**Passage shown:**
Another example of outreach efforts is a project where cameras were placed on monk seals in the wild, which substantially improved understanding of the Hawaiian monk seal foraging landscape and behavior (Parrish and Littnan, 2007). Footage was taken to local schools and in some instances, students were able to directly participate in analyzing the footage alongside the scientific team. Students would count the amount and species of fish being eaten and not eaten by monk seals, allowing them to learn for themselves about monk seal foraging behavior and share what they learned with those in their community. Managers believed this program showed some success in addressing conflict with fishermen through correcting misperceptions about scale of competition for resources. While this type of education and outreach can address surface level disputes over monk seal diet and behavior, education in and of itself has been found to be insufficient in promoting enduring behavior change, which are also guided by social norms (Schultz, 2011). Education and outreach approaches are also limited in their ability to address identity-based drivers of beliefs about monk seals, for instance, when someone’s identity as a fisherman is threatened by a new competitor for resources, regardless of the scale of the actual competition. To address these deeper levels of conflict, approaches based on improving dialogue and trust can improve outcomes (Madden and McQuinn, 2014; Draheim et al., 2015; Hill et al., 2017; Frank et al., 2019).

**Given task 1:**
Please quote the monk seal outreach passage in full, word for word.

**Exercise input:**
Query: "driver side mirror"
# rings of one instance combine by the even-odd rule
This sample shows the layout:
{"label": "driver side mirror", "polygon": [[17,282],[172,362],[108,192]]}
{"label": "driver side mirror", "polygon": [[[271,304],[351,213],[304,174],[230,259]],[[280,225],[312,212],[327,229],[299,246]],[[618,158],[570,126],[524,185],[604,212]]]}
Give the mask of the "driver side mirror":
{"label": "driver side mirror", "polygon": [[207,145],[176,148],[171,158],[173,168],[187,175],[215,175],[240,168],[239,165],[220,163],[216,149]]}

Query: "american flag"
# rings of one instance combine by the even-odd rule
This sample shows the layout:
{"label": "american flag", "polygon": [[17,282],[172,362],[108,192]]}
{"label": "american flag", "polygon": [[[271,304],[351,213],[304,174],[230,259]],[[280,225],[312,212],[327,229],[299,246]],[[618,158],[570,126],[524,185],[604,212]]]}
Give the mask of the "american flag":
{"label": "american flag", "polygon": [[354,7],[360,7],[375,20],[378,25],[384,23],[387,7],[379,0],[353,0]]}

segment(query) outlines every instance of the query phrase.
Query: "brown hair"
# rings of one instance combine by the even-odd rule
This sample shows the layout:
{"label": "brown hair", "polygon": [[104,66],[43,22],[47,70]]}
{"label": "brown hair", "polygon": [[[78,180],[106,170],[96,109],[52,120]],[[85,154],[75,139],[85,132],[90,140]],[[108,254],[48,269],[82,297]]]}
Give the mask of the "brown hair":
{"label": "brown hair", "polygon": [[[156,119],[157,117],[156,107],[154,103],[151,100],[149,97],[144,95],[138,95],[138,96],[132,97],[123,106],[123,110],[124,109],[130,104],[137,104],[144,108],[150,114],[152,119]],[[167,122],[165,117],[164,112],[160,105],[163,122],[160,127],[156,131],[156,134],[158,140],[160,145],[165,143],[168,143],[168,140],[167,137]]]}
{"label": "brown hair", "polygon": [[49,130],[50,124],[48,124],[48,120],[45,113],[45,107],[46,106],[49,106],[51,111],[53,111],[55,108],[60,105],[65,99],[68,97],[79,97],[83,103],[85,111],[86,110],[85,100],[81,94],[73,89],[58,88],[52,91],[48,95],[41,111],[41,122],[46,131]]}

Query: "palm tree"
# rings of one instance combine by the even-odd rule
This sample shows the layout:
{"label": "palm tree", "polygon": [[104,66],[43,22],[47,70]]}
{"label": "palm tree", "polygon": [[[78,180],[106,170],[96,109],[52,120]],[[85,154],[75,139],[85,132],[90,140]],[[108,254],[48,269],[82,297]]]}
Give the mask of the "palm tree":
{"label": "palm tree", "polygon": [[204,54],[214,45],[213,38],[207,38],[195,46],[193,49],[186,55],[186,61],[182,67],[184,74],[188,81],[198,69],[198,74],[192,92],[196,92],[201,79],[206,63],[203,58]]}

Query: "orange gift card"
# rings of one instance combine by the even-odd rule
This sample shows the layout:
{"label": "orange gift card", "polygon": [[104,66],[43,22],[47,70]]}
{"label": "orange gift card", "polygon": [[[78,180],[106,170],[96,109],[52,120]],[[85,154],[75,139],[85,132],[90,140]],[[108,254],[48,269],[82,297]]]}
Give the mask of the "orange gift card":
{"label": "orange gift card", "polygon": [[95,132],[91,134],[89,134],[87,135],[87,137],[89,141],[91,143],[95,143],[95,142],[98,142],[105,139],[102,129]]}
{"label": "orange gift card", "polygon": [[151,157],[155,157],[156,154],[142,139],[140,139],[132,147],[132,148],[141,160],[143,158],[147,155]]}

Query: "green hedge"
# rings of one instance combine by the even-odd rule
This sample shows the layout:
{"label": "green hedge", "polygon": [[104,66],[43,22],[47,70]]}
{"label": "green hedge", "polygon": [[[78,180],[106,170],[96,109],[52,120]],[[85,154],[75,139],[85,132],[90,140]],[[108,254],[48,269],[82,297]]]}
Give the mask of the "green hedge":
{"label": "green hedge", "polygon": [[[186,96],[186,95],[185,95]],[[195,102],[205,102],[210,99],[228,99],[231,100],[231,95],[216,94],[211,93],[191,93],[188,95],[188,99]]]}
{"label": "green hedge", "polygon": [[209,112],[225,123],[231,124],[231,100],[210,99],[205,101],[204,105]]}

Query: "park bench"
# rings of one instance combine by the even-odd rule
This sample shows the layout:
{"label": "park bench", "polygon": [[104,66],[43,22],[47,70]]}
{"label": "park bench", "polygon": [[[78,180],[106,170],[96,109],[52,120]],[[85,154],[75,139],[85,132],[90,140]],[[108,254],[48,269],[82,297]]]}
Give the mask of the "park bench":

**Given task 2:**
Pull out every line of the entries that contains the string "park". Case counts.

**Correct output 1:**
Another example of outreach efforts is a project where cameras were placed on monk seals in the wild, which substantially improved understanding of the Hawaiian monk seal foraging landscape and behavior (Parrish and Littnan, 2007). Footage was taken to local schools and in some instances, students were able to directly participate in analyzing the footage alongside the scientific team. Students would count the amount and species of fish being eaten and not eaten by monk seals, allowing them to learn for themselves about monk seal foraging behavior and share what they learned with those in their community. Managers believed this program showed some success in addressing conflict with fishermen through correcting misperceptions about scale of competition for resources. While this type of education and outreach can address surface level disputes over monk seal diet and behavior, education in and of itself has been found to be insufficient in promoting enduring behavior change, which are also guided by social norms (Schultz, 2011). Education and outreach approaches are also limited in their ability to address identity-based drivers of beliefs about monk seals, for instance, when someone’s identity as a fisherman is threatened by a new competitor for resources, regardless of the scale of the actual competition. To address these deeper levels of conflict, approaches based on improving dialogue and trust can improve outcomes (Madden and McQuinn, 2014; Draheim et al., 2015; Hill et al., 2017; Frank et al., 2019).

**Correct output 2:**
Query: "park bench"
{"label": "park bench", "polygon": [[104,66],[43,22],[47,70]]}
{"label": "park bench", "polygon": [[[78,180],[106,170],[96,109],[52,120]],[[85,154],[75,139],[85,132],[90,140]],[[108,254],[48,269],[82,297]]]}
Give the mask of the "park bench":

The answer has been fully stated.